Aftermath by Rachel Cusk
Subtitled On Marriage and Separation, Aftermath is the ever-divisive Rachel Cusk's brutally honest memoir about her divorce from her husband and its effects on both her and her children. Further, the book—a follow-up of sorts to Ms. Cusk's 2003 memoir A Life's Work—also explores the impact of divorce on women in general.
Reviewer: Lisa Appignanesi
"This is the truth of Cusk’s narrative. If her probing is sometimes clinical, it is also full of beauty – the beauty of language struggling to reveal an experience which is complex and scored with doubts and pain."
Reviewer: Melissa Holbrook Pierson
"It is a testament to Cusk’s talent that she was able to make something of it that would not set fire to the reader, only raise the occasional blister; it was she, the newly divorced, who was rendered ash."
Reviewer: Julie Burchill
"I was a little disappointed, though, that she doesn't even attempt to capture the relief, joy and even wonder of divorce, at least on the part of the instigator (which she was)....But, on the whole, this is a predictably brilliant book."
Reviewer: Isabel Berwick
"Perhaps, in writing this book, she has helped herself to grasp towards an understanding of her new life. And perhaps that’s necessary for her, and it is beautiful, difficult and thought-provoking for the rest of us."
Reviewer: Liza Mundy
"... the book becomes more compelling as a restlessly erudite portrait of post-marital strife. The book's satisfactions lie in its cold-eyed probing of the "aftermath," which, as she tells us, is a second sowing after the initial harvest. And in its vivid use of image and metaphor..."

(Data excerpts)
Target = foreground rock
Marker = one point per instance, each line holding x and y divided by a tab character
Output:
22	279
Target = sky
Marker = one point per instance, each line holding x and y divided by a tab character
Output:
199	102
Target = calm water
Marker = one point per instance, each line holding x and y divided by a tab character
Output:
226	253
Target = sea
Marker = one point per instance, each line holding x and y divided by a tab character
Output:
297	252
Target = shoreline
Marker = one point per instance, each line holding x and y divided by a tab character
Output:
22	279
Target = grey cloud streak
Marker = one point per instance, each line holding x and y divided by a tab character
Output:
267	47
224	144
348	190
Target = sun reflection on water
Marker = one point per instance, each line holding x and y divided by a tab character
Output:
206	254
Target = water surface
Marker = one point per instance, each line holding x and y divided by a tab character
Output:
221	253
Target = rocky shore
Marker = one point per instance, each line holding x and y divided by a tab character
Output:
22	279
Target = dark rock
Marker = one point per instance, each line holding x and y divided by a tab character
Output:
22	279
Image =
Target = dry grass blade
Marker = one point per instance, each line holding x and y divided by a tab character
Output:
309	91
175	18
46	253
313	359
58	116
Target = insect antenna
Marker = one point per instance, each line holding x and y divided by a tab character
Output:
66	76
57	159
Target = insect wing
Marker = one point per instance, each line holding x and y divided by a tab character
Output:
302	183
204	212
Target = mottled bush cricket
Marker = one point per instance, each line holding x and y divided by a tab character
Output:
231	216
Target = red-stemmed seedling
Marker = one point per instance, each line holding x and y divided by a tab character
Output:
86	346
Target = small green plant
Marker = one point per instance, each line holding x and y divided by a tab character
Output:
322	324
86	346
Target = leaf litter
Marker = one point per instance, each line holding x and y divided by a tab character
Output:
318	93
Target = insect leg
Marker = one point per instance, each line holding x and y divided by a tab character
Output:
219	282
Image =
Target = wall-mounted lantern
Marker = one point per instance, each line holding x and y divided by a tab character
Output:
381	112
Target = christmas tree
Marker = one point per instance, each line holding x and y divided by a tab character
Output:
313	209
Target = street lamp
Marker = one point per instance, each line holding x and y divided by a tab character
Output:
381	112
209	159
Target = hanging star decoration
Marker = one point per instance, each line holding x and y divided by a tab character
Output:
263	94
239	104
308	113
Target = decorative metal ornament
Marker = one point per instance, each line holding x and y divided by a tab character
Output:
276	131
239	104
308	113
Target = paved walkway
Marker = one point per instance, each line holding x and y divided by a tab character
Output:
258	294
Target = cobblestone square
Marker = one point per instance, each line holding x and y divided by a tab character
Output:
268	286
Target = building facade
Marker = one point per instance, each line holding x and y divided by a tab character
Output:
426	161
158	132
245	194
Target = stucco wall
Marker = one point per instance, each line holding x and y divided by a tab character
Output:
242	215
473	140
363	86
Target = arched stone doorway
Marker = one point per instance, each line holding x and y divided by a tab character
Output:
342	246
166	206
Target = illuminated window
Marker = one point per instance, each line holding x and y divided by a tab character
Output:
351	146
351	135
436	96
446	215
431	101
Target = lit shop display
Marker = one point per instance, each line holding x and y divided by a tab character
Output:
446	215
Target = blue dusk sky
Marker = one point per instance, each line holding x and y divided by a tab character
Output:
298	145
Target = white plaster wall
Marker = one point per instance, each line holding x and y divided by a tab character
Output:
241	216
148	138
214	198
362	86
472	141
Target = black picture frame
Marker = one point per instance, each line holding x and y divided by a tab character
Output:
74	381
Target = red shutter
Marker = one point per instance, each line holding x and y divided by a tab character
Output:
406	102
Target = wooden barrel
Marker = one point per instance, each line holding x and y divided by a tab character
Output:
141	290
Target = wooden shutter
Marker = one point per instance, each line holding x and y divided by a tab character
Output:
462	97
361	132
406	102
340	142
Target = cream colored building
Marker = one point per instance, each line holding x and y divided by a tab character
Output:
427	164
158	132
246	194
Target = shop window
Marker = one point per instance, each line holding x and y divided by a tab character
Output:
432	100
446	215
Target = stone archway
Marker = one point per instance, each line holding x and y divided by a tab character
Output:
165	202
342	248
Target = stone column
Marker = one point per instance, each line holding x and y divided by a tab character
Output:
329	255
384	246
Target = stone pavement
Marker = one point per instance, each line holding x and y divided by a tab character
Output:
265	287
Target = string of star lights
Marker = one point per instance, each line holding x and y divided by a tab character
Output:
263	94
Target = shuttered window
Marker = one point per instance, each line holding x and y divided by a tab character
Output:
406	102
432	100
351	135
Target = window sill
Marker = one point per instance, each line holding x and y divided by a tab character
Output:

→ What to work on:
(1) On the Aftermath review page, shorten the paragraph that begins "Subtitled On Marriage and Separation" while keeping its main facts.
(2) According to the Aftermath review page, which reviewer wished the book had captured the relief, joy and wonder of divorce?
(3) Carry on the Aftermath review page from the point where it ends.
These data excerpts are separate material and have no connection to the Aftermath review page.

→ Responses by item number:
(1) Aftermath, subtitled On Marriage and Separation, is Rachel Cusk's frank memoir of her divorce and how it affected her and her children. A loose follow-up to her 2003 memoir A Life's Work, it also examines divorce's impact on women generally.

(2) Julie Burchill.

(3)
Reviewer: Alison Pick
"Of her ex – whose truancy must, by definition, be the book’s guiding principle – we learn almost nothing beyond a talent for making tortellini from scratch. Details of the separation itself – its antecedents, its execution – are also conspicuously absent."
Reviewer: Frances Stonor Saunders
"She should have thinned the clots of classical myth, and dumped altogether the bizarre final chapter, with its utterly disingenuous novelistic trick of resolution. This is writerly greed, swooping on everything and wringing meaning from it, transforming it into something else rather than just letting it be."
Reviewer: Emily Bazelon
"It’s the kind of memoir that made me long for writers who have more distance and perspective from their material, who are less inclined toward big-gun metaphors of Greek mythology and more inclined—at all inclined?—toward humor."
Reviewer: Emma Gilbey Keller
"Yet as a whole this book doesn’t work. Cusk’s biggest problem is her main character. Her self-absorption is still acute. The way she analyzes her every mood does not make her likable. Nor does it make for an interesting narrative. Frankly, the book is often tedious."